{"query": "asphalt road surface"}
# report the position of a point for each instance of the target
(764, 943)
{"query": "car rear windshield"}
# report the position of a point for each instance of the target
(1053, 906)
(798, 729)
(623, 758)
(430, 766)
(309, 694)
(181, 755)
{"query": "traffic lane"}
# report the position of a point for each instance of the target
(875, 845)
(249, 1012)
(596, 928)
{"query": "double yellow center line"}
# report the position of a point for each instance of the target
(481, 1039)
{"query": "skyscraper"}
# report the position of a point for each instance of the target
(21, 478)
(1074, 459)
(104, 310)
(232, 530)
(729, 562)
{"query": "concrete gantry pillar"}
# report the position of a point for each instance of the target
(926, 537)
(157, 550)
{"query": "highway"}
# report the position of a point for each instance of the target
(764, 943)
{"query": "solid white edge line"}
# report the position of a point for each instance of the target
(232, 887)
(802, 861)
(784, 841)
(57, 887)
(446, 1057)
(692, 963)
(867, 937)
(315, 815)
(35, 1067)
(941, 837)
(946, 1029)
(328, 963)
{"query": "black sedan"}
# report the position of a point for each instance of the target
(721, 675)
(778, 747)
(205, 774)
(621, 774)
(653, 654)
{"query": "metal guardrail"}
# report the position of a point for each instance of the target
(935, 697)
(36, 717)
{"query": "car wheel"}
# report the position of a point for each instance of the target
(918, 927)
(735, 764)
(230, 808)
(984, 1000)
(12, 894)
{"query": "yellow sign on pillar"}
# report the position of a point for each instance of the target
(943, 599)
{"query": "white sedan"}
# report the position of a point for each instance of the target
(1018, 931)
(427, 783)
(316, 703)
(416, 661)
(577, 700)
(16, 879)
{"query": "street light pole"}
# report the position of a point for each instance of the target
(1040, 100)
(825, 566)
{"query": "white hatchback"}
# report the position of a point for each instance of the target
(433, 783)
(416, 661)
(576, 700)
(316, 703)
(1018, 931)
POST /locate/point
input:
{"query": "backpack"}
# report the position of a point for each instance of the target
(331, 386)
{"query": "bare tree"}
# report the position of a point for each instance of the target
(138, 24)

▬▬▬▬▬▬▬▬▬▬

Take the entries and copy them out exactly.

{"query": "asphalt road surface"}
# report the position of a point for each instance of the target
(764, 943)
{"query": "car rear windshield"}
# report the position of a point for each instance of the target
(1053, 906)
(798, 729)
(623, 758)
(430, 766)
(309, 694)
(181, 755)
{"query": "traffic lane"}
# report the position of a point for each instance of the target
(875, 845)
(249, 1012)
(596, 928)
{"query": "double yellow center line"}
# report the position of a point for each instance of the target
(481, 1039)
{"query": "skyscraper"}
# report the position of a point for each instance of the target
(21, 478)
(1074, 459)
(104, 310)
(232, 530)
(729, 562)
{"query": "concrete gantry pillar"}
# report the position of a point for each instance of the target
(926, 537)
(157, 550)
{"query": "highway"}
# report the position of a point for each instance of the target
(764, 943)
{"query": "solid white edge line"}
# report the position of a point for each instance of the target
(232, 887)
(802, 861)
(784, 841)
(57, 887)
(446, 1057)
(692, 963)
(867, 937)
(315, 815)
(35, 1067)
(941, 837)
(946, 1029)
(328, 963)
{"query": "black sedan"}
# report the position of a point for each instance of the target
(721, 675)
(778, 747)
(205, 774)
(621, 774)
(653, 654)
{"query": "metal guardrail"}
# report the position of a point for each instance of the target
(935, 697)
(36, 717)
{"query": "car wheel"}
# report the position of a point for each instance of the target
(918, 927)
(735, 764)
(230, 808)
(984, 1000)
(12, 894)
{"query": "yellow sign on pillar"}
# report the position of a point for each instance of the target
(943, 599)
{"query": "white sedan"}
# report the position of a point for each instance of the target
(1018, 931)
(427, 783)
(316, 703)
(416, 661)
(577, 700)
(16, 879)
{"query": "street light pole"}
# report the position of a point for each instance of the target
(1040, 100)
(825, 566)
{"query": "white hatchback"}
# report the position of a point for each instance of the target
(433, 783)
(416, 661)
(576, 700)
(316, 703)
(1018, 931)
POST /locate/point
input:
{"query": "backpack"}
# report the position of a point for each instance of the target
(331, 386)
{"query": "bare tree"}
# report the position of a point for each instance of the target
(138, 24)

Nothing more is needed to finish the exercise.